EXERCISE GOAL → Please reproduce each of the entries below word for word, keeping every line unchanged.

STORED DATA →
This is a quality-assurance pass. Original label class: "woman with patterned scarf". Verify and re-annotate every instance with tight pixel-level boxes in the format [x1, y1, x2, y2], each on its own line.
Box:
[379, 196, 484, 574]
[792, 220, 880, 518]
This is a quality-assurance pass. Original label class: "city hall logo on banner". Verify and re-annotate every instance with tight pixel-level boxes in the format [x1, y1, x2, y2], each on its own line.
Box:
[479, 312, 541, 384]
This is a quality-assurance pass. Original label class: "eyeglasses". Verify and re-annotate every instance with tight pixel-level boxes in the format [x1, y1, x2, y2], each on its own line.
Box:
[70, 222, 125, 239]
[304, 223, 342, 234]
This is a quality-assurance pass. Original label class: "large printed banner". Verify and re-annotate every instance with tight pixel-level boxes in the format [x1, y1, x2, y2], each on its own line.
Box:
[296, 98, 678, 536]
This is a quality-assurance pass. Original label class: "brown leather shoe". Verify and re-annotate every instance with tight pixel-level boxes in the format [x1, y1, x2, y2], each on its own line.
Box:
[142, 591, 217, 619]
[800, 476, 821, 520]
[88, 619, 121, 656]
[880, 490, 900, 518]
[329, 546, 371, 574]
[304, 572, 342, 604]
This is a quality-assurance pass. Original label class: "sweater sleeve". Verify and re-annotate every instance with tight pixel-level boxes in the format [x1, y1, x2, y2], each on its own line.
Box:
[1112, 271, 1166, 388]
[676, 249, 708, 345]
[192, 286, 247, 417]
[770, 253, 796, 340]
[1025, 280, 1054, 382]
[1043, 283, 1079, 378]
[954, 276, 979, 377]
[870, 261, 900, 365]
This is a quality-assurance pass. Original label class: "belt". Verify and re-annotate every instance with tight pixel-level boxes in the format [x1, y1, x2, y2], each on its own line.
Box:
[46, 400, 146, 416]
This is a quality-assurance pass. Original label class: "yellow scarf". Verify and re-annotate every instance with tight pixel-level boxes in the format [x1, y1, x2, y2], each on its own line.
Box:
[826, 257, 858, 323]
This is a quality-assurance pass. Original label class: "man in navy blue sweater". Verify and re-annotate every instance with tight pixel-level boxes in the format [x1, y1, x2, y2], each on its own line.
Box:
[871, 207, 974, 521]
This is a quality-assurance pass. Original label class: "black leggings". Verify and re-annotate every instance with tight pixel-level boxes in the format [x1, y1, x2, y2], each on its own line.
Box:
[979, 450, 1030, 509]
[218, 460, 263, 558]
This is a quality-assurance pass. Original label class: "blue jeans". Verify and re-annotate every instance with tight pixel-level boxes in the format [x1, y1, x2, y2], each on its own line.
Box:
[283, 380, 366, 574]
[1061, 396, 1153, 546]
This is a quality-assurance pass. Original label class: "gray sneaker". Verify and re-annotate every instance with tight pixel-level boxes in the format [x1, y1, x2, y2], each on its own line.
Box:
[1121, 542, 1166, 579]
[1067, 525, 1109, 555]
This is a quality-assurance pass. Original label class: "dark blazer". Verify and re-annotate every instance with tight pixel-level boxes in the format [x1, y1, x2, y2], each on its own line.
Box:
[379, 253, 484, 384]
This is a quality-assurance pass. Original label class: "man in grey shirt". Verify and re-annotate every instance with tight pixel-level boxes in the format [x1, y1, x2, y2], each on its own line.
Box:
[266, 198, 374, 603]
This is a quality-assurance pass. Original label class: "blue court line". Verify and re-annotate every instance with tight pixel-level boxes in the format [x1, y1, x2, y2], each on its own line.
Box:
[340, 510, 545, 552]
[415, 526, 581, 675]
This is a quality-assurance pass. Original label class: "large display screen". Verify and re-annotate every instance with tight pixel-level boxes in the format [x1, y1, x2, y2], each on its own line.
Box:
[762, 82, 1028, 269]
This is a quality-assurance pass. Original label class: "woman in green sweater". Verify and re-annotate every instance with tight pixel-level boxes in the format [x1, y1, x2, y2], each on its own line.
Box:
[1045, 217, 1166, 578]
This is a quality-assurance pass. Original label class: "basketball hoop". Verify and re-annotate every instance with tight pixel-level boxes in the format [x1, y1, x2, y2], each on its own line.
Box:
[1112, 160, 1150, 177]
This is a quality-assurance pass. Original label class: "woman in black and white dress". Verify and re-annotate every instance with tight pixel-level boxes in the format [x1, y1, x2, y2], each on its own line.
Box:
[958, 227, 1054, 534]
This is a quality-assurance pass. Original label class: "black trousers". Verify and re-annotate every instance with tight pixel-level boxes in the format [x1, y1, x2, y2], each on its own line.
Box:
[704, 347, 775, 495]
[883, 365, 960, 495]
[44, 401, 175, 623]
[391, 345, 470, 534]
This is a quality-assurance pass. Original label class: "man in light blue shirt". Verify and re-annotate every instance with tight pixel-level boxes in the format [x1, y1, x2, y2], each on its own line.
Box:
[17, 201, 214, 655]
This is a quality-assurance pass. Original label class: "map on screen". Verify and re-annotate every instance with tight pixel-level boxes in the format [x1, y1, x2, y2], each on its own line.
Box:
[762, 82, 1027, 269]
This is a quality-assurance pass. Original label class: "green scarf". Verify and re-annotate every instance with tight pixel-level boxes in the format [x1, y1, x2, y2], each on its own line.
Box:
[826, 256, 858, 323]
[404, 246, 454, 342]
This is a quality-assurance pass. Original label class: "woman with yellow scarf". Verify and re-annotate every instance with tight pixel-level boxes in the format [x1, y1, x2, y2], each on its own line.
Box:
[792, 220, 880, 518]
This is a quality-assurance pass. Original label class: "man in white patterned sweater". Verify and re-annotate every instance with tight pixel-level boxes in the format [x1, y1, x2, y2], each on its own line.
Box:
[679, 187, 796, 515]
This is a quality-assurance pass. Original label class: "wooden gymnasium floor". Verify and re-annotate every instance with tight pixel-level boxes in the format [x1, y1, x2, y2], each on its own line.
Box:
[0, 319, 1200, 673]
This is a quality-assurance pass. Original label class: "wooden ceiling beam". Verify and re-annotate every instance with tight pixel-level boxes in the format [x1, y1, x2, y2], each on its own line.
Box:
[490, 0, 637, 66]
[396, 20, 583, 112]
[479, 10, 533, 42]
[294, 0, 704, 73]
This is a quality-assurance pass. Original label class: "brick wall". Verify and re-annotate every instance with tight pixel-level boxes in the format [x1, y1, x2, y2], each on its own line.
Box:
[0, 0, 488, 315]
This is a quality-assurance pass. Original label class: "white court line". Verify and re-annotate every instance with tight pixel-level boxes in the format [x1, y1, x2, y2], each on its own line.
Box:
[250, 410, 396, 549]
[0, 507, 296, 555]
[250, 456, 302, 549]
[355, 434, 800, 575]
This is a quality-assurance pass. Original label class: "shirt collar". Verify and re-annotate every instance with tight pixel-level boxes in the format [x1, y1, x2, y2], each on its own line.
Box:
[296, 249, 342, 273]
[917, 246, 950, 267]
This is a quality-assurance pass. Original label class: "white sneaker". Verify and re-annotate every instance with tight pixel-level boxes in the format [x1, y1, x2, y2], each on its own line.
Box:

COMPLETE RESPONSE →
This is a quality-assurance pass. Original label class: "woman with patterned scarf". Verify and re-annotate every instance with tight pixel-level boxes in the format [x1, y1, x2, y2], each on its own line.
Box:
[379, 196, 484, 574]
[792, 220, 880, 518]
This is a quality-assurance pass. Original label class: "city hall logo on banner". Verify and re-annotate every instance with tight pixel-level boxes in the format [x1, y1, x2, y2], each on its own line.
Box:
[479, 312, 541, 384]
This is a quality-assurance pass. Original label class: "eyeglasses". Verify and re-annotate every instance with tight pixel-level boxes in the format [x1, y1, x2, y2], each on its own line.
Box:
[70, 222, 125, 239]
[304, 223, 342, 234]
This is a quality-assurance pass. Original label class: "large printed banner". Verify and re-annotate every instance with tight pixel-level boxes in the format [x1, y1, x2, y2], each on its own line.
Box:
[296, 98, 678, 536]
This is a quality-assurance pass. Original label class: "brown leather shoe". Verify and re-annotate every instance with tight pixel-level boxes in the format [x1, y1, x2, y2], each on its own line.
Box:
[142, 591, 217, 619]
[800, 476, 821, 520]
[88, 619, 121, 656]
[880, 490, 900, 518]
[329, 546, 371, 574]
[304, 572, 342, 604]
This is a quality-assurance pass. Original label class: "sweater sleeve". Verify and re-annotate every instance with tight pixel-level boxes in the format [x1, y1, x2, y2], each on its own line.
Box:
[1112, 271, 1166, 388]
[676, 249, 708, 345]
[192, 286, 247, 417]
[770, 253, 796, 340]
[1025, 280, 1054, 382]
[1043, 283, 1079, 378]
[954, 276, 979, 377]
[870, 261, 900, 365]
This is a quality-assurance pass. Original label class: "belt". Verify and re-annotate every instance with tight pixel-level boxes in the format [x1, y1, x2, y2], each on its own line.
Box:
[46, 400, 146, 416]
This is a quality-assurance pass. Original label class: "yellow scarf". Verify and re-annotate every instance with tight pixel-level boxes in the format [x1, y1, x2, y2], each on its own line.
Box:
[826, 257, 858, 323]
This is a quality-assurance pass. Original label class: "man in navy blue sweater". Verify and re-annotate every instance with tight pixel-level boxes in the format [x1, y1, x2, y2], each on its own line.
Box:
[871, 207, 974, 521]
This is a quality-assurance pass. Original label class: "black leggings". Verify and re-annotate every instance with tight pixel-level boxes in the format [x1, y1, x2, y2], each on its own line.
Box:
[979, 450, 1030, 509]
[218, 460, 263, 558]
This is a quality-assurance pass. Original label class: "blue jeans". Verify and re-annotate every instance with tight pixel-level boxes in the format [x1, y1, x2, y2], each on its own line.
Box:
[283, 380, 366, 574]
[1061, 396, 1153, 546]
This is a quality-assurance pass. Original label class: "gray sneaker". Verify and re-annotate every instance with tight pixel-level boxes in the format [x1, y1, x2, y2], each on its own line.
Box:
[1121, 542, 1166, 579]
[1067, 525, 1109, 555]
This is a quality-assurance pass. Original label class: "dark blazer". Verify and re-annotate every instance with tight pixel-level boxes in the format [x1, y1, x2, y2], each on its own line.
Box:
[379, 253, 484, 384]
This is a quality-assurance pass. Original label class: "man in grey shirt". Verify and re-annotate every instance with tight pixel-level boxes in the format [x1, y1, x2, y2], each on its own line.
Box:
[266, 198, 374, 603]
This is a quality-assurance pass. Original label class: "blue court line". Verify and re-annotate every instance with tight pixel-level boxes in the format [x1, y1, x2, y2], each on its own line.
Box:
[340, 510, 545, 552]
[415, 526, 581, 675]
This is a quality-assurance pass. Original label class: "large display screen". Verify and re-annotate every instance with tight pixel-level boxes in the format [x1, y1, x2, y2], each on its own line.
Box:
[762, 82, 1028, 269]
This is a quality-assurance pass. Original label class: "woman in green sweater". Verify and re-annotate every instance with tight pixel-level boxes in the format [x1, y1, x2, y2], each on its own line.
Box:
[1045, 217, 1166, 578]
This is a quality-assurance pass. Original label class: "basketball hoop". Verify and re-annotate every instance with tight pixel-level boxes in the format [x1, y1, x2, y2], each on its own line.
Box:
[1112, 160, 1150, 177]
This is a quality-assurance pass. Original label class: "woman in black and white dress". Verify and re-annotate every instance with tight pixel-level boxes in the format [x1, y1, x2, y2], each on its own line.
Box:
[958, 227, 1054, 534]
This is a quality-assurance pass. Original label class: "black trousers". Verify and re-annotate every instance with tight pixel-level boxes in the format [x1, y1, x2, y2], each on its own line.
Box:
[704, 347, 775, 495]
[883, 365, 960, 495]
[44, 401, 175, 623]
[391, 345, 470, 534]
This is a quality-assurance pass. Original label class: "man in light blue shirt". Verify and re-annotate every instance with tight pixel-level boxes in the format [x1, y1, x2, y2], each on its own line.
Box:
[17, 201, 214, 655]
This is a quality-assurance pass. Original label class: "map on screen". Verify and re-annotate every instance with tight pixel-level boxes in the format [x1, y1, x2, y2], each on its own line.
Box:
[762, 82, 1027, 269]
This is a quality-assurance pass. Original label class: "green scarf". Verify and re-annotate every instance with tight pixel-level boxes in the format [x1, y1, x2, y2], each on its own line.
Box:
[826, 256, 858, 323]
[404, 246, 454, 342]
This is a quality-assurance pass. Original label class: "woman with yellow scarf". Verify and re-annotate every instance with tight pixel-level boxes in the format [x1, y1, x2, y2], each on its own line.
Box:
[792, 220, 880, 518]
This is a quality-assurance pass. Original label class: "man in white patterned sweater". Verify and re-annotate every instance with tight pixel-level boxes in the format [x1, y1, x2, y2], each on its own line.
Box:
[679, 187, 796, 515]
This is a quality-assurance pass. Original label class: "wooden gymnasium floor". Verify and re-annotate every instance with tight pixel-level boxes in the format [x1, y1, x2, y2], each on its own line.
Box:
[0, 319, 1200, 673]
This is a quality-assurance pass. Original label class: "wooden ceiling beam". Verify and re-annotate every instance with tight pixel-level boxes in the format [x1, y1, x2, y2], each on its own line.
Box:
[490, 0, 637, 66]
[396, 20, 583, 112]
[479, 10, 533, 42]
[294, 0, 704, 73]
This is a quality-assurance pass. Original label class: "brick wall". Verify and re-annotate every instance with tight pixel-level boxes in the format [x1, y1, x2, y2], each on its own line.
Box:
[0, 0, 488, 315]
This is a quality-assurance pass. Original label class: "white court line". Verify and re-annotate every instance with tight pixel-level boxes in the format [x1, y1, x2, y2], each on its own line.
Box:
[250, 410, 396, 549]
[0, 507, 296, 555]
[250, 456, 302, 549]
[355, 434, 800, 575]
This is a quality-assurance pass. Original label class: "shirt collar". Verify and re-annotate every instance with tight pixel-level boxes in the format [x1, y1, x2, y2], each on its own line.
Box:
[296, 249, 342, 273]
[917, 246, 950, 267]
This is a quality-assurance pass. Original label class: "white sneaker". Verify and re-annotate every instance with tight pixel-level boxes in the format [x1, y1, x2, y2], each on its own line.
Box:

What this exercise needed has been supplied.